▶ [What needs to be done] Reproduce every line of the records below, swapping "square brackets" for "round brackets" wherever it occurs and leaving everything else unchanged.
--- start of Provided records ---
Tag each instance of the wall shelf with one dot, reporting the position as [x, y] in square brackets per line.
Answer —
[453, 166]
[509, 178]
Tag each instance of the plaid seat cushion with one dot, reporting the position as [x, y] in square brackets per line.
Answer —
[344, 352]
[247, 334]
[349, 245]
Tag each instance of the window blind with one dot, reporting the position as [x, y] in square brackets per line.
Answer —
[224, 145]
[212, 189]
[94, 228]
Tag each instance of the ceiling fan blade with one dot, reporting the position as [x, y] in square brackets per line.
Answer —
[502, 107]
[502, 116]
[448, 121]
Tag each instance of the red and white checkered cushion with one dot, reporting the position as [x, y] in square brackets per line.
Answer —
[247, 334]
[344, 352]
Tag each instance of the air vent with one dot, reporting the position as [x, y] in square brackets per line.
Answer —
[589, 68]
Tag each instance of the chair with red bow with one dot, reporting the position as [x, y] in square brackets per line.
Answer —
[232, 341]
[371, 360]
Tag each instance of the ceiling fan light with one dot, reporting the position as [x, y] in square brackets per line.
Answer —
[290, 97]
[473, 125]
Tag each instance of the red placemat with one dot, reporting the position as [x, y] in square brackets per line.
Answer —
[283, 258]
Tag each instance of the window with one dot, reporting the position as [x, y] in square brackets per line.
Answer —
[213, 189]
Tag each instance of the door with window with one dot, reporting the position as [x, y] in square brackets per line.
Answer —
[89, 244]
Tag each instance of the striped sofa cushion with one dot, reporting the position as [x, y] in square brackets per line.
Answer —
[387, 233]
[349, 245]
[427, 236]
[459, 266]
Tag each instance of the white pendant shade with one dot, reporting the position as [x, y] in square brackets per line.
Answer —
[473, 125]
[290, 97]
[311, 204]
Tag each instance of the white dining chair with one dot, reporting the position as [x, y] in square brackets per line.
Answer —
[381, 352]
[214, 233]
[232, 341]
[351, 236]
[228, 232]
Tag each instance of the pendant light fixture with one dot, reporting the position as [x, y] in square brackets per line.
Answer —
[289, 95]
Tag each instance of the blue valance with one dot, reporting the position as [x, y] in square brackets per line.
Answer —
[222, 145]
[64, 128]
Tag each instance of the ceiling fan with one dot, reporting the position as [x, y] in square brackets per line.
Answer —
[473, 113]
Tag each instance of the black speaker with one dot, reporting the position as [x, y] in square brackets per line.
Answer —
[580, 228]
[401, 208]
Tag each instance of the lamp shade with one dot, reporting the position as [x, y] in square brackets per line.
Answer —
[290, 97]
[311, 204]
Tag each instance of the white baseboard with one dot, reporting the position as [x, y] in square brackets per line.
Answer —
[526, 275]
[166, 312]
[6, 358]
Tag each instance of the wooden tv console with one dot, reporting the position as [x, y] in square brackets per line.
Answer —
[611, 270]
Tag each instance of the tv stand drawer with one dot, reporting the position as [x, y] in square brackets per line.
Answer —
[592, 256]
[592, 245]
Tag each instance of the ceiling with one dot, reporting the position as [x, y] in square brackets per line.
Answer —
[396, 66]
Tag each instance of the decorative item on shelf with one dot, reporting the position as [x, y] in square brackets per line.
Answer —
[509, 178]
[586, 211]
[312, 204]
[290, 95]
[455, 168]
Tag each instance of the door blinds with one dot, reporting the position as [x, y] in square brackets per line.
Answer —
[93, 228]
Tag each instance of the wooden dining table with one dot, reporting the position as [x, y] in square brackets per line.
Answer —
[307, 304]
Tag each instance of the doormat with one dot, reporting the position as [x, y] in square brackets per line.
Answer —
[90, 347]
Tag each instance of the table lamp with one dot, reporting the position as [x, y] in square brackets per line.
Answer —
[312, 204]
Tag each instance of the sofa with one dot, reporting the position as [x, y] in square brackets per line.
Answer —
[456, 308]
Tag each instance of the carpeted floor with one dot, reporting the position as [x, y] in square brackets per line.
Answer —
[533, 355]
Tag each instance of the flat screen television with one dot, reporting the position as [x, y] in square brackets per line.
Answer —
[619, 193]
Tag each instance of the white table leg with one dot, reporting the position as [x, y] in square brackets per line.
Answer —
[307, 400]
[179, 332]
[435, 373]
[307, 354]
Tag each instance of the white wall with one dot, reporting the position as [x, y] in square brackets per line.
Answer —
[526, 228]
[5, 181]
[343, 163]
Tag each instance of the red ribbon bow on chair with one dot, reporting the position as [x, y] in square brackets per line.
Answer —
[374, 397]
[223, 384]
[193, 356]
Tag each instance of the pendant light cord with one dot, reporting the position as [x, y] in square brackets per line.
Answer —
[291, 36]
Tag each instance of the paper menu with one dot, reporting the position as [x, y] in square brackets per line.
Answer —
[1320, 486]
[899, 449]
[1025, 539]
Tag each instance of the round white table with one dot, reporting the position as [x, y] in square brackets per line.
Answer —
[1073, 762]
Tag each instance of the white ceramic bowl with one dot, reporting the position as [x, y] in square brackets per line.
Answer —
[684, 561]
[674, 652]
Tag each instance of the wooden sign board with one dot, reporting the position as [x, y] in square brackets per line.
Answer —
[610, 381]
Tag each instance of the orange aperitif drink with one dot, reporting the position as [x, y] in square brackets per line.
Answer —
--- end of Provided records ---
▶ [Solution for this task]
Tag each instance of the wall shelf with one dot, reporting the position as [x, y] in round brackets per line.
Answer —
[453, 166]
[509, 178]
Tag each instance of the plaid seat cushion with one dot, reporting the position as [x, y] in round brackets per line.
Answer —
[344, 352]
[247, 334]
[349, 245]
Tag each instance of the window blind with one dot, reporting the position as [x, y] in round brackets per line.
Answer —
[224, 145]
[212, 189]
[94, 228]
Tag each instance of the ceiling fan blade with one dot, reporting the position as [x, y] in round brackets per line.
Answer —
[502, 107]
[502, 116]
[448, 121]
Tag each instance of the red and white checkered cushion with one dot, reporting the position as [x, y] in round brackets per line.
Answer —
[247, 334]
[344, 352]
Tag each instance of the air vent with one dot, reporting the position as [x, y] in round brackets per line.
Answer —
[589, 68]
Tag each instance of the chair with red bow with one dot, reporting the position as [x, y] in round brackets per line.
Answer —
[232, 341]
[371, 360]
Tag each instance of the ceiling fan light with one dot, reporting the position as [x, y] in round brackets per line.
Answer —
[290, 97]
[473, 125]
Tag each instance of the red placemat with one dot, reporting the position as [x, y] in round brackets per line.
Answer —
[283, 258]
Tag each instance of the window with one dot, reporting the position as [x, y] in round brackets per line.
Answer —
[213, 189]
Tag each instance of the door with window with one dot, reporting the position as [x, y] in round brackets per line.
Answer —
[89, 244]
Tag each instance of the striped sofa cushion with one dot, reporting the position as [x, y] in round brackets per line.
Answer —
[387, 233]
[349, 245]
[427, 236]
[459, 266]
Tag each instance of the white pendant shade with one dot, reporting the position as [x, y] in round brackets per line.
Answer —
[473, 125]
[290, 97]
[311, 204]
Tag each instance of the white dining chair with one dot, reporting the position as [x, y] in round brackets per line.
Answer —
[381, 352]
[214, 233]
[232, 341]
[351, 236]
[228, 232]
Tag each instance of the pendant light fixture with one dot, reporting the position as [x, y] in round brackets per line.
Answer —
[289, 95]
Tag each instance of the blue valance with one dot, reporting the position as [x, y] in round brackets per line.
Answer —
[222, 145]
[64, 128]
Tag each instance of the ceiling fan with one dot, reporting the position as [x, y] in round brackets per line.
Answer —
[473, 113]
Tag each instance of the black speaker with one dot, reporting the position as [x, y] in round brackets per line.
Answer —
[580, 228]
[401, 208]
Tag each instance of the lamp shade with one dot, reporting the position as [x, y] in round brackets per line.
Answer —
[290, 97]
[311, 204]
Tag each instance of the white baseboard with one dot, reporting the position as [x, y] in round brackets per line.
Answer —
[526, 275]
[166, 312]
[6, 358]
Tag each instance of the wooden tv console with one dot, reporting the position as [x, y] in round brackets per line.
Answer —
[611, 270]
Tag each instance of the tv stand drawer with one dot, reporting the position as [x, y] in round brackets per line.
Answer —
[592, 256]
[592, 245]
Tag each instance of the ceiling with one dot, reporting the position as [x, y] in round brackets per line.
Answer —
[396, 66]
Tag each instance of the decorative item on shelf with one dot, reporting the position as [x, y] in round brackets per line.
Answer —
[509, 178]
[586, 211]
[312, 204]
[290, 95]
[455, 168]
Tag each instance of the door blinds with one dot, reporting the position as [x, y] in round brackets per line.
Answer —
[93, 228]
Tag each instance of the wooden dining table with one dot, reporting the position as [x, y] in round brackets per line.
Answer —
[307, 304]
Tag each instance of the doormat with one dot, reporting the position as [x, y] in round brackets per line.
Answer —
[90, 347]
Tag each instance of the table lamp with one dot, reporting the position as [x, y] in round brackets per line.
Answer —
[312, 204]
Tag each instance of the sofa with one dot, reporting the position as [x, y] in round brackets per line.
Answer —
[456, 308]
Tag each instance of the carpeted floor with one dot, reporting the position as [x, y] in round brackets per line.
Answer —
[533, 355]
Tag each instance of the flat screen television with one dot, reporting the position as [x, y] in round brackets per line.
Answer —
[619, 193]
Tag each instance of the white table leg with one dot, reporting the position as [x, y] in round brackets per line.
Answer —
[307, 400]
[179, 332]
[435, 373]
[307, 354]
Tag each instance of the white wall with one dot, reporting the position as [x, y] in round brackets per line.
Answer —
[526, 228]
[5, 181]
[343, 163]
Tag each instance of the red ribbon bow on chair with one dot, reporting the position as [x, y] in round brackets per line.
Answer —
[374, 397]
[223, 384]
[193, 356]
Tag each instance of the pendant light cord with one dot, reporting the position as [x, y] in round brackets per line.
Answer —
[291, 36]
Tag each instance of the paper menu with one dot, reporting the position as [x, y] in round brackets per line.
Answer —
[1320, 486]
[899, 449]
[1025, 539]
Tag each instance of the round white table with one dot, reporting the position as [x, y] in round brackets per line.
Answer —
[1073, 762]
Tag each instance of the white ceramic bowl with one dot, reporting the position as [x, y] in round brackets per line.
Answer —
[684, 561]
[674, 652]
Tag each instance of the wooden sign board with one dot, reporting the position as [x, y] in round brackets per line.
Answer —
[610, 381]
Tag each instance of the orange aperitif drink with one dot, reporting the position as [x, y] in round brackets per line.
Answer —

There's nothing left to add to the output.